* [DESCRIPTION OF THE TASK]: Here is a block of records. Copy every line in it that includes "mask".

Stored data entries

■ ■ ■ ■ ■ ■ ■

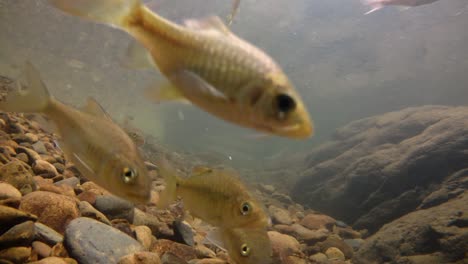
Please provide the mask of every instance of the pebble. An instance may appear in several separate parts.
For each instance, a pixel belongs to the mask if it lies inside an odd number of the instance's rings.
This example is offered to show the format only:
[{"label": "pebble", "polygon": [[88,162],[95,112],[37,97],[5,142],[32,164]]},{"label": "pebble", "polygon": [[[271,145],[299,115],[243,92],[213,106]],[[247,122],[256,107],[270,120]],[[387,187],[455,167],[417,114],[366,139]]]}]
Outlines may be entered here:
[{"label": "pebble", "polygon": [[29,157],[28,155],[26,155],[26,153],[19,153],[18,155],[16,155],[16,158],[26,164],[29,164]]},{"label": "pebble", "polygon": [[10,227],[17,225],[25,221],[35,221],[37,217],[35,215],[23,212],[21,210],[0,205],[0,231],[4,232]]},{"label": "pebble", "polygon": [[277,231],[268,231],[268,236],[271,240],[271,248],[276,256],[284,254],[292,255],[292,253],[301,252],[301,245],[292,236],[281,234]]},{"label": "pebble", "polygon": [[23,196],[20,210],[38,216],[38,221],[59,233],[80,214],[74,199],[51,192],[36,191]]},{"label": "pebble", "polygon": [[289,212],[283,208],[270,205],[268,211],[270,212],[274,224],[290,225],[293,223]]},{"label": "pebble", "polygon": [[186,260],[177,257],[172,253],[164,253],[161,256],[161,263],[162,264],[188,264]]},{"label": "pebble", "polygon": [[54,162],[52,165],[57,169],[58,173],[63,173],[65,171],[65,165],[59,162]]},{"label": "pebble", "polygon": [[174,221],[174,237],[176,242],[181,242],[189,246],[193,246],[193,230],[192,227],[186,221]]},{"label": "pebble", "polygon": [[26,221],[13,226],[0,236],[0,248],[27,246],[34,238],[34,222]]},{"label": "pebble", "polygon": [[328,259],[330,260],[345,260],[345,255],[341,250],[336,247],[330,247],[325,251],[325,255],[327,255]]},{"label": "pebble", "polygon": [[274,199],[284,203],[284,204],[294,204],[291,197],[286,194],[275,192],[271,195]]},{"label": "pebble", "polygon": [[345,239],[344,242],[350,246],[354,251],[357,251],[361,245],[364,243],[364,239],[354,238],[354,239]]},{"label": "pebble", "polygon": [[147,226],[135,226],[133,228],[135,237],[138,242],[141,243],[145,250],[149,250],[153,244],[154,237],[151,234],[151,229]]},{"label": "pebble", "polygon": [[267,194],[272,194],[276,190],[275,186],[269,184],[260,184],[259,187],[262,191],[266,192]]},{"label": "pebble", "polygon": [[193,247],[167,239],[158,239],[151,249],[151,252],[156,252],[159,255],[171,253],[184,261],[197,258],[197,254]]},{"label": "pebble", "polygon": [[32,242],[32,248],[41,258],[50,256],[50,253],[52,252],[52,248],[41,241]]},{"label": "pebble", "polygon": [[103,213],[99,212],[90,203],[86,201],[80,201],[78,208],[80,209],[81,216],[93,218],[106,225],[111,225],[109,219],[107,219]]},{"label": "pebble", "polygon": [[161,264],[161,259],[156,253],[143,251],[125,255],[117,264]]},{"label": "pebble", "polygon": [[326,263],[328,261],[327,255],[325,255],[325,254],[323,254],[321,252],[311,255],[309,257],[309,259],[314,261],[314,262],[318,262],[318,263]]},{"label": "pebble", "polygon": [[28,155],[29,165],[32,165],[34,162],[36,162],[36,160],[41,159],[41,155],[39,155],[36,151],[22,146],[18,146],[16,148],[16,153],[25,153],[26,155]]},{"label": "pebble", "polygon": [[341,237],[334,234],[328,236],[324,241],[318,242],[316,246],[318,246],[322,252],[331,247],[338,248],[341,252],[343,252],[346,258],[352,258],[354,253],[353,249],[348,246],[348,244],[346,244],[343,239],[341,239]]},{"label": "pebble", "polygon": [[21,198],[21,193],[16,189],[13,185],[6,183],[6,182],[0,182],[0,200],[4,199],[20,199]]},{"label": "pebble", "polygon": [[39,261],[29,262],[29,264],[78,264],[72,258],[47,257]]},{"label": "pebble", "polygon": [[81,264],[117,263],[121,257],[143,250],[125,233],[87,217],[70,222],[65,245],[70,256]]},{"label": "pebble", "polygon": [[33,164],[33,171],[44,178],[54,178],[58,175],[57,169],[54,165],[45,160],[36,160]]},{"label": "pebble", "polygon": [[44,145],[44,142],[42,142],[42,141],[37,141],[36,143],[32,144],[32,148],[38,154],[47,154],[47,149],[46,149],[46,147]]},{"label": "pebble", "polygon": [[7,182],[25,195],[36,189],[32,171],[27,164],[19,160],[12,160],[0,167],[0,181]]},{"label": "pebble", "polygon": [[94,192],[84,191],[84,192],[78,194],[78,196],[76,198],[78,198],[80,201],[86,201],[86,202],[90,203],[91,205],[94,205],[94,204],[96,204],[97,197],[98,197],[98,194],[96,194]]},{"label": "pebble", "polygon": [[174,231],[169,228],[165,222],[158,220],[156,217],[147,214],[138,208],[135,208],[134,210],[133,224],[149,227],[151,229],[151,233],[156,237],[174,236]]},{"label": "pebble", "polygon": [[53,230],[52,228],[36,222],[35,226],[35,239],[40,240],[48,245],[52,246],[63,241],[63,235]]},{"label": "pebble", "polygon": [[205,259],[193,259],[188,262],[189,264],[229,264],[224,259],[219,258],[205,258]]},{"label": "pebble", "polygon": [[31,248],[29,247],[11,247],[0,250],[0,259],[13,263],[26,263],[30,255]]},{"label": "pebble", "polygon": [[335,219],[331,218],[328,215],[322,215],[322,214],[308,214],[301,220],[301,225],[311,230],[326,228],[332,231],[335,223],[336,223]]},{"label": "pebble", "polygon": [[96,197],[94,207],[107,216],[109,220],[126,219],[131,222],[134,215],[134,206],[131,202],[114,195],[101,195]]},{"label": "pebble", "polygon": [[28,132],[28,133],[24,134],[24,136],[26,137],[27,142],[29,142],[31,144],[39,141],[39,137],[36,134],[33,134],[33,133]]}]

■ ■ ■ ■ ■ ■ ■

* [REPLY TO THE EXERCISE]:
Please provide the mask of every instance of the pebble. An instance may appear in several separate parts.
For each instance, a pixel belongs to the mask if it lies inside an odd number of the instance's rings.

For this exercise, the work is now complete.